■ WRITTEN PROBLEM
Copy out the data below as written; omit any images.
======== GIVEN RECORDS
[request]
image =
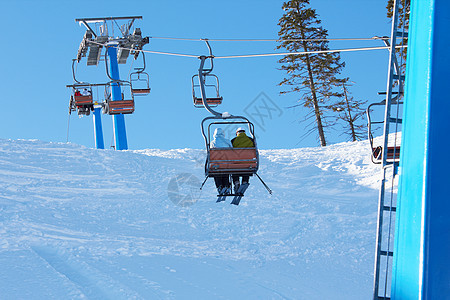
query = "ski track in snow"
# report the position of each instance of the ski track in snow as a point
(82, 223)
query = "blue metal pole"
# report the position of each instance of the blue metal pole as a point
(120, 133)
(421, 267)
(98, 131)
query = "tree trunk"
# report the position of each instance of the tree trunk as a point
(323, 143)
(350, 120)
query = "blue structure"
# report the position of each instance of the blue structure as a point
(98, 131)
(421, 267)
(120, 134)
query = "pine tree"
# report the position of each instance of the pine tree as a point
(350, 111)
(311, 75)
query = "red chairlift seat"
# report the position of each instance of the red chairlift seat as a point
(393, 153)
(120, 107)
(140, 91)
(213, 85)
(83, 100)
(198, 102)
(232, 161)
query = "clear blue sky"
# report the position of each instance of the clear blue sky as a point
(40, 39)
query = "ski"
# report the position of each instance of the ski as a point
(240, 193)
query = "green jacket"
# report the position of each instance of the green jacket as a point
(242, 141)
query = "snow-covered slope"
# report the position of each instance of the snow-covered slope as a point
(99, 224)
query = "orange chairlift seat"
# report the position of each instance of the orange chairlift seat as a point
(82, 99)
(226, 161)
(232, 161)
(393, 152)
(210, 84)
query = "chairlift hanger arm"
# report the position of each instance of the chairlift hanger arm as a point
(95, 20)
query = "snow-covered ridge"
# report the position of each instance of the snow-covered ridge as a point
(77, 222)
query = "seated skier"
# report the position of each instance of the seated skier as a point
(241, 141)
(223, 183)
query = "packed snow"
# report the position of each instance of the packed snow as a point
(80, 223)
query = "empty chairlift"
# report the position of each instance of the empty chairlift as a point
(393, 151)
(140, 83)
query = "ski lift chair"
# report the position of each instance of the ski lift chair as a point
(123, 106)
(229, 161)
(83, 101)
(393, 152)
(212, 101)
(140, 83)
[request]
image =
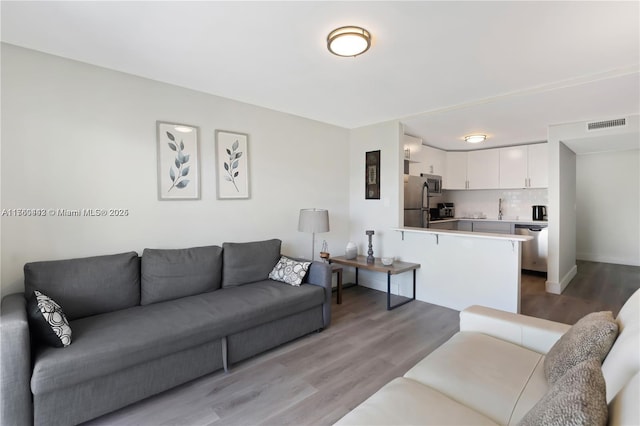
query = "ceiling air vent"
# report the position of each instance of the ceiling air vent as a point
(595, 125)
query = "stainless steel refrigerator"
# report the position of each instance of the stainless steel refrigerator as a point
(416, 201)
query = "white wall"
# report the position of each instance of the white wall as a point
(608, 207)
(563, 197)
(77, 136)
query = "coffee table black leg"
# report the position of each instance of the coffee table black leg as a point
(389, 307)
(389, 291)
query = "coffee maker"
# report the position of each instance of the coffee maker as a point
(539, 213)
(446, 210)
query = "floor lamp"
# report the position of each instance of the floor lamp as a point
(314, 221)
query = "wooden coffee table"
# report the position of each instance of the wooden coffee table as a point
(398, 267)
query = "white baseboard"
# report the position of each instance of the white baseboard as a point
(558, 288)
(593, 257)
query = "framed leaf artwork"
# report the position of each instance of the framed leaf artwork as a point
(178, 161)
(232, 165)
(372, 175)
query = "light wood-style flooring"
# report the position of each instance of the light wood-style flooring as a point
(317, 379)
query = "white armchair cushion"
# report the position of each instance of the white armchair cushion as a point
(483, 373)
(530, 332)
(405, 402)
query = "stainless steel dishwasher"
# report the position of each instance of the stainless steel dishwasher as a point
(534, 252)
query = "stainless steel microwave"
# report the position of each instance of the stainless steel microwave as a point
(434, 182)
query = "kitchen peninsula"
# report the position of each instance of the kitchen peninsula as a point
(461, 268)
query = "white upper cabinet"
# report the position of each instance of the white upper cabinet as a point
(412, 147)
(513, 167)
(483, 169)
(434, 160)
(538, 165)
(455, 176)
(524, 166)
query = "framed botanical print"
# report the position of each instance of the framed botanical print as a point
(178, 161)
(372, 175)
(232, 165)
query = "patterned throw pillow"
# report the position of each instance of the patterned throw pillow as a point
(578, 398)
(591, 337)
(289, 271)
(48, 321)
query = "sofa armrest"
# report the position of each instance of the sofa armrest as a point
(320, 275)
(15, 362)
(533, 333)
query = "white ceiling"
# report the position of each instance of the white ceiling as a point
(446, 69)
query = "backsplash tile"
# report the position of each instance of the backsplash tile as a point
(516, 203)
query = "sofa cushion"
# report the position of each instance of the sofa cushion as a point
(623, 360)
(248, 262)
(590, 337)
(87, 286)
(578, 397)
(289, 271)
(171, 274)
(47, 321)
(480, 371)
(110, 342)
(405, 402)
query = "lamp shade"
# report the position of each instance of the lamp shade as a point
(313, 220)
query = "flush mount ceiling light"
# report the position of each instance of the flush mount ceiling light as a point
(348, 41)
(475, 138)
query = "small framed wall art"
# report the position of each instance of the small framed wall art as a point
(372, 175)
(232, 165)
(178, 161)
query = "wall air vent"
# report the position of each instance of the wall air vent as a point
(596, 125)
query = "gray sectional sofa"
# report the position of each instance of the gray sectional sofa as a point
(142, 325)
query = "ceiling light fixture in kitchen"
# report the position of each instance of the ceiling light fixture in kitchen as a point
(475, 138)
(349, 41)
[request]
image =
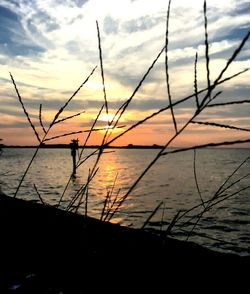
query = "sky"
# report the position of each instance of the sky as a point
(51, 46)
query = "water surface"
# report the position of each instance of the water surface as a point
(225, 227)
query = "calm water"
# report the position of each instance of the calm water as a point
(171, 180)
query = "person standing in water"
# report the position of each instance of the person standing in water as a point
(74, 147)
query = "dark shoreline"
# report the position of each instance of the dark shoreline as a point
(67, 146)
(65, 252)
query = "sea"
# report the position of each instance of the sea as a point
(201, 196)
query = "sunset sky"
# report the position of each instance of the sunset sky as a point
(51, 46)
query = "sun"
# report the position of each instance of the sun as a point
(106, 117)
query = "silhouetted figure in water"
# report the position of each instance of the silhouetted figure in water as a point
(74, 147)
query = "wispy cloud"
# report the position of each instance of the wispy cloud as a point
(51, 46)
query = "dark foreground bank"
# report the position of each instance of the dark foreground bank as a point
(47, 250)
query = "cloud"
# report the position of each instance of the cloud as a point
(50, 45)
(13, 38)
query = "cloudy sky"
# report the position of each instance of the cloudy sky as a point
(51, 46)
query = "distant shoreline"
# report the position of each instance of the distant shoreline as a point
(130, 146)
(67, 146)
================
■ FINISHED EXERCISE
[request]
image =
query = "ski track in snow"
# report the position of each instance of the ski track in snow as a point
(82, 223)
query = "blue metal pole"
# report the position of each instance of the blue metal pole as a point
(120, 133)
(421, 267)
(98, 131)
query = "tree trunk"
# report the position of each instance of the tree trunk as a point
(323, 143)
(350, 120)
query = "blue structure"
# report the position of each instance of the blue structure as a point
(98, 131)
(421, 267)
(120, 134)
query = "pine tree"
# report the position of each instance of the pine tree as a point
(350, 111)
(311, 75)
query = "red chairlift seat"
# report the position of each instance of the red chairlift seat as a point
(393, 153)
(120, 107)
(140, 91)
(213, 85)
(83, 100)
(198, 102)
(232, 161)
query = "clear blue sky"
# report the position of each instance of the clear blue sky as a point
(40, 39)
query = "ski"
# report the position of each instance of the ski as a point
(240, 193)
query = "green jacket"
# report the position of each instance of the green jacket as a point
(242, 141)
query = "snow-covered slope"
# report the position of each instance of the snow-covered slope as a point
(99, 224)
query = "orange chairlift seat"
# report the position of each instance of the orange chairlift seat as a point
(82, 99)
(226, 161)
(232, 161)
(393, 152)
(210, 84)
query = "chairlift hanger arm"
# report the position of each instance of the chairlift hanger arm as a point
(95, 20)
query = "snow-covered ridge"
# report the position of each instance of the snow-covered ridge as a point
(77, 222)
query = "seated skier"
# report the position of each instance of the seated skier as a point
(241, 141)
(223, 183)
query = "packed snow"
# report the position of each instance of the packed snow as a point
(80, 223)
query = "empty chairlift"
# report the position of each instance of the empty chairlift as a point
(393, 151)
(140, 83)
query = "ski lift chair"
# report the position of each instance of the ski lift chair as a point
(123, 106)
(229, 161)
(83, 101)
(393, 152)
(212, 101)
(140, 83)
[request]
image =
query = "ceiling air vent"
# report the position of each instance of the ceiling air vent as a point
(595, 125)
query = "stainless steel refrigerator"
# report the position of each instance of the stainless steel refrigerator as a point
(416, 201)
query = "white wall"
# report the position of each instance of the white wall as a point
(608, 207)
(563, 197)
(77, 136)
query = "coffee table black leg"
# report the position of each instance of the coffee table black leg as a point
(389, 307)
(389, 291)
query = "coffee maker"
# report the position of each instance of the coffee maker as a point
(539, 213)
(446, 210)
query = "floor lamp"
# report the position of each instance of the floor lamp as a point
(314, 221)
query = "wooden coffee table"
# report the position of each instance of the wooden coffee table as a point
(398, 267)
query = "white baseboard"
# report the position of each instance of the white baseboard as a point
(558, 288)
(593, 257)
query = "framed leaf artwork"
# report the position of each instance of the framed leaf artwork as a point
(178, 161)
(232, 165)
(372, 175)
query = "light wood-style flooring"
# report the position of each instance of the light wood-style flooring as a point
(317, 379)
query = "white armchair cushion"
# report the position of each instance of the white armchair cushion as a point
(483, 373)
(530, 332)
(405, 402)
query = "stainless steel dishwasher"
# report the position of each instance of the stainless steel dishwasher as a point
(534, 252)
query = "stainless steel microwave"
# report the position of each instance of the stainless steel microwave as a point
(434, 182)
query = "kitchen peninsula"
# report the position of each instance of the kitchen peninsula as a point
(461, 268)
query = "white upper cabinet"
# report the position of each instance of the white upper cabinet as a point
(412, 147)
(513, 167)
(483, 169)
(434, 160)
(538, 165)
(455, 176)
(524, 166)
query = "framed botanical print"
# report the position of each instance of the framed botanical print as a point
(178, 161)
(372, 175)
(232, 165)
query = "patterned throw pillow"
# report the position of each instance of the patterned throw pillow as a point
(578, 398)
(591, 337)
(289, 271)
(48, 321)
query = "sofa armrest"
# report the position of each instance of the sofa armrest as a point
(320, 275)
(15, 362)
(533, 333)
query = "white ceiling"
# report the position of each instance of the white ceiling as a point
(446, 69)
query = "backsplash tile"
# report the position of each instance of the backsplash tile as a point
(516, 203)
query = "sofa cushion"
# report the position of each instance of the sofa cushion as a point
(623, 360)
(248, 262)
(590, 337)
(87, 286)
(578, 397)
(289, 271)
(171, 274)
(47, 321)
(480, 371)
(110, 342)
(405, 402)
query = "lamp shade"
# report the position of each instance of the lamp shade as a point
(313, 220)
query = "flush mount ceiling light"
# report the position of each instance of the flush mount ceiling light as a point
(348, 41)
(475, 138)
query = "small framed wall art"
# report the position of each instance of the small framed wall art as a point
(372, 175)
(232, 165)
(178, 161)
query = "wall air vent"
# report the position of each instance of the wall air vent as a point
(596, 125)
query = "gray sectional sofa"
# report the position of each instance of the gray sectional sofa as a point
(142, 325)
query = "ceiling light fixture in kitchen"
# report the position of each instance of the ceiling light fixture in kitchen as a point
(475, 138)
(349, 41)
[request]
image =
query = "sky"
# report the position of each instance of the sky as a point
(51, 46)
query = "water surface"
# report the position of each instance of the water surface as a point
(225, 227)
query = "calm water"
# report the position of each instance of the calm water as a point
(171, 180)
query = "person standing in water"
# report the position of each instance of the person standing in water as a point
(74, 147)
query = "dark shoreline"
# report the position of each instance of the dark shoreline as a point
(67, 146)
(65, 252)
query = "sea"
# report the position of each instance of the sea as a point
(201, 196)
query = "sunset sky"
# report the position of each instance of the sunset sky as a point
(51, 46)
query = "sun"
# report the position of each instance of the sun as a point
(106, 117)
query = "silhouetted figure in water"
# report the position of each instance of the silhouetted figure in water as a point
(74, 147)
query = "wispy cloud"
# report the position of each instance of the wispy cloud as a point
(51, 46)
query = "dark foreground bank"
# report the position of each instance of the dark foreground bank as a point
(47, 250)
query = "cloud"
# report the position of each instance of the cloud as a point
(50, 45)
(13, 38)
query = "cloudy sky"
# report the position of each instance of the cloudy sky as a point
(51, 46)
query = "distant shoreline"
# report the position of each instance of the distant shoreline as a point
(130, 146)
(67, 146)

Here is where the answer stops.